What is required:
In the essay below about leaving home for the US, what college degree does the writer say they held?

Extract to read:

Leave Your Country...And Go To The Land I Will Show You
A decade and a half ago, I sat in a plane next to a window watching as the more than 7,000 islands that comprised my home country grew smaller until I cannot see them anymore.
I just lost a contest with my wife. She had gone ahead of me six years before to live in the US. She had given birth to our honeymoon baby the next year after she left. I can’t help but think that having my daughter even without me was one of her ways of persuading me to come to the States. Our deal was that if she could prove to me that we would be better off in the US than in our homeland, then I would follow and live with them. Otherwise, they come home and live with me. Perhaps it was the mighty dollar, but I am convinced that it was the LORD’s will, she won.
Let’s spare you the gory details of how I lost even with a college degree in mass communication and a flourishing career in human resources. The big deal for me back then, was that I just met the LORD. I was about a year and a half into my walk with him as I boarded that plane.
What a tempestuous exit it was for me. A couple of weeks before I had to endure a devastating typhoon which caused massive flooding. I literally had to wade through most of it while visiting relatives in the province to say goodbye. Then right after that, a huge earthquake hit and levelled an international hotel in a mountain city, killing many. I was on the fifth floor of a seven-storey building in another city. We could hear the next building banging against ours. And then the day right before the flight, another big typhoon hit. I prayed through the night that it would pass before I flew.

Dataset excerpt:

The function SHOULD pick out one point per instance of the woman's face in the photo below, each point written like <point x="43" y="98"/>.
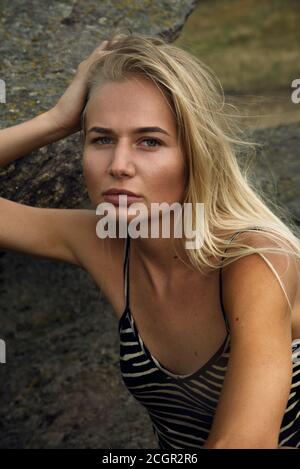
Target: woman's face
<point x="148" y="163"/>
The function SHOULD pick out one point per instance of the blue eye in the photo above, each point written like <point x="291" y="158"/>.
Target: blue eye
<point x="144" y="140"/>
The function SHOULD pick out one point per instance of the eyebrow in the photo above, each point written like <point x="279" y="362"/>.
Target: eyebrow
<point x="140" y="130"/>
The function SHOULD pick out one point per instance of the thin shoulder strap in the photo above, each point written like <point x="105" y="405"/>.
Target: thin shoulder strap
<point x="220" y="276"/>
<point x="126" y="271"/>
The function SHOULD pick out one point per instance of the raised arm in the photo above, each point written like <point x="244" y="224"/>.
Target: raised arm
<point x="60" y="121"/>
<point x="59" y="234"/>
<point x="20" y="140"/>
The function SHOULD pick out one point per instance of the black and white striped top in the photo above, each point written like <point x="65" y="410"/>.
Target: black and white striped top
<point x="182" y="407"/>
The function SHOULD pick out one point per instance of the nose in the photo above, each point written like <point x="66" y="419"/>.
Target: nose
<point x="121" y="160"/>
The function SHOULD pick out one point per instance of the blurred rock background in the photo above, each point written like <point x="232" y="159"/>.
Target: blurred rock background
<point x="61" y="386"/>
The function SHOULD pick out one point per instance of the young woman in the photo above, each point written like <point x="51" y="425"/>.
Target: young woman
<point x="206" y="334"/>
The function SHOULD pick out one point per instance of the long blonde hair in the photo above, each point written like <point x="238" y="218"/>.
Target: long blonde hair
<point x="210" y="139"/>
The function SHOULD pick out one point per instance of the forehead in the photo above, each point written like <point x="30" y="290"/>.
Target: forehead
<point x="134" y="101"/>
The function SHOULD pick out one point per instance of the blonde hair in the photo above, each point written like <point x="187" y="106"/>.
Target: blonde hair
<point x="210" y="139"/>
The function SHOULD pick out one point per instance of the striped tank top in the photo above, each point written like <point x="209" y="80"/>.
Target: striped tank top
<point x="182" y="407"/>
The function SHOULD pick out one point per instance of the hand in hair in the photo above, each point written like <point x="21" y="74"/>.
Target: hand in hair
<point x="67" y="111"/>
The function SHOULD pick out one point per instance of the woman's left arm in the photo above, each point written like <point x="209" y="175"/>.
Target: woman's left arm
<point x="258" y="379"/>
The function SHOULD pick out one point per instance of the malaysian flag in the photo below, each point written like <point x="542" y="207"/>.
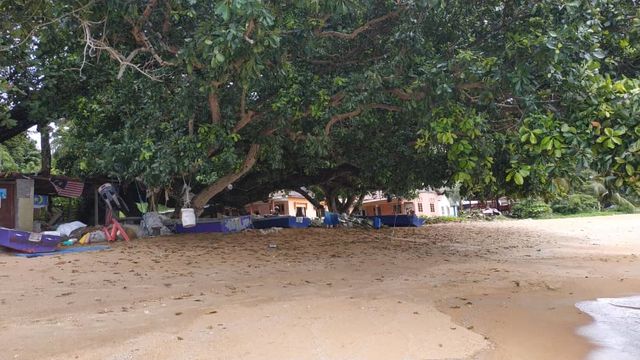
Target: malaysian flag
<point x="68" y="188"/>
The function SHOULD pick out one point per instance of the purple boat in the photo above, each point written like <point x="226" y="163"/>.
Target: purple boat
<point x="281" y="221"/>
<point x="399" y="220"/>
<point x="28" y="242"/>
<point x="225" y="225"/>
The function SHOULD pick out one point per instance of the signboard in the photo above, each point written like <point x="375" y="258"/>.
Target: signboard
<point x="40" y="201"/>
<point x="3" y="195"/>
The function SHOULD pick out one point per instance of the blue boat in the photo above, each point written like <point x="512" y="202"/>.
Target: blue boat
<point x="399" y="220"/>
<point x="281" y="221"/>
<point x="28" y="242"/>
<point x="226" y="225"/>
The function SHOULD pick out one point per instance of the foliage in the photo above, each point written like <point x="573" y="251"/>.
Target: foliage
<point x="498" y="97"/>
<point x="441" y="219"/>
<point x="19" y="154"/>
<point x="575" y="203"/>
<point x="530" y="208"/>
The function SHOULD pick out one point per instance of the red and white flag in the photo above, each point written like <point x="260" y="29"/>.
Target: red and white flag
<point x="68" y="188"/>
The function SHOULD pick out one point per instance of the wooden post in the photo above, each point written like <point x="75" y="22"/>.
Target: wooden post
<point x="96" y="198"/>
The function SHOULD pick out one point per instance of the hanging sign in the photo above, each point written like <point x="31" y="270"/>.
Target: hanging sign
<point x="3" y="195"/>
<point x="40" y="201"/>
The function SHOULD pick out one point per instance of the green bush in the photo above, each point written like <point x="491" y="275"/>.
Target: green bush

Response to the task:
A college degree in mass communication.